> _Soal Latihan_: Tuliskan ulang paragraf artikel di bawah yang diawali "Masyarakat menganggap sinetron Zahra" dalam bentuk daftar. Pertahankan fakta utamanya.

> _Halaman_:

========

Baca berita tanpa iklan. Gabung Kompas.com+
Salin Artikel

Pakar Unair: Sinetron Zahra Sadarkan Masyarakat Bahaya Pernikahan Dini

KOMPAS.com - Baru-baru ini, salah satu sinetron berjudul Suara Hati Istri: Zahra tengah menjadi sorotan publik.

Masyarakat menganggap sinetron Zahra secara tidak langsung melanggengkan budaya pernikahan dini dan mempertunjukkan aksi pedofilia.

Karenanya, sinetron yang tayang di Indosiar itu menceritakan poligami tiga istri dengan istri ketiganya bernama Zahra berusia remaja.

Usia aktris pemeran Zahra yang baru menginjak 15 tahun itu juga menjadi salah satu akar ramainya kritik terhadap sinetron tersebut.

Banyaknya kritikan yang menerpa sinetron Zahra membuat Pakar Gender dan Kajian Budaya Unair Diah Ariani Arimbi angkat bicara.

Dia menilai sinetron Zahra secara tersirat berhasil memancing kesadaran masyarakat, bahwa permasalahan pernikahan dini memang masih ada dan terjadi di Indonesia.

========

> _Data yang Diberikan_:
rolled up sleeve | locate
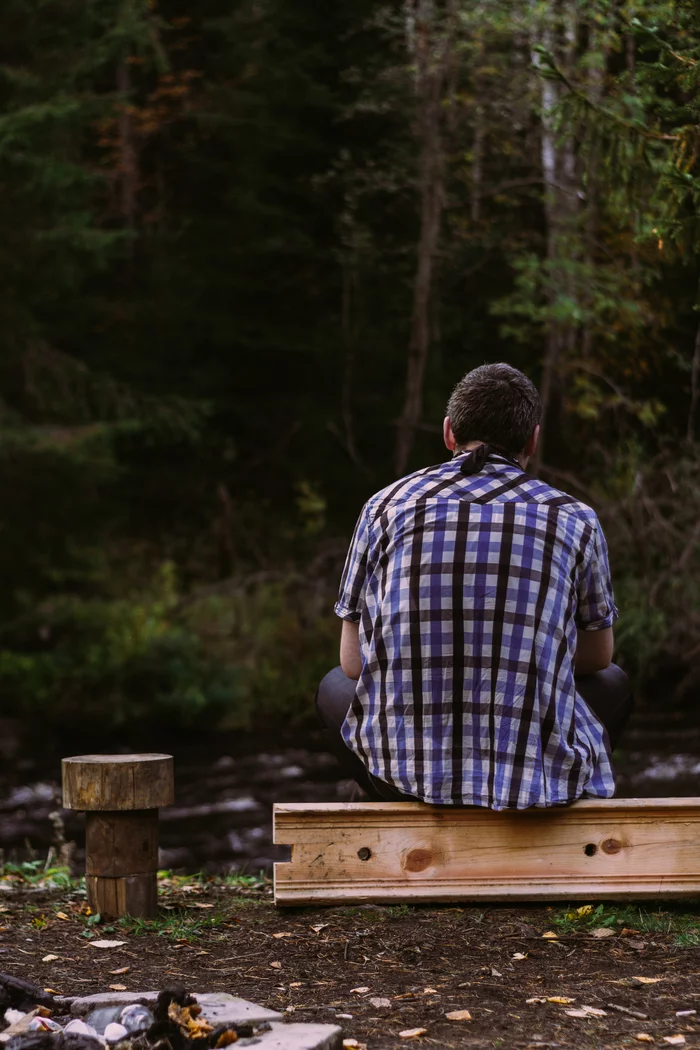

========

> _Jawaban Soal_:
Menurut anggapan masyarakat, sinetron Zahra secara tidak langsung:
- melanggengkan budaya pernikahan dini;
- mempertunjukkan aksi pedofilia.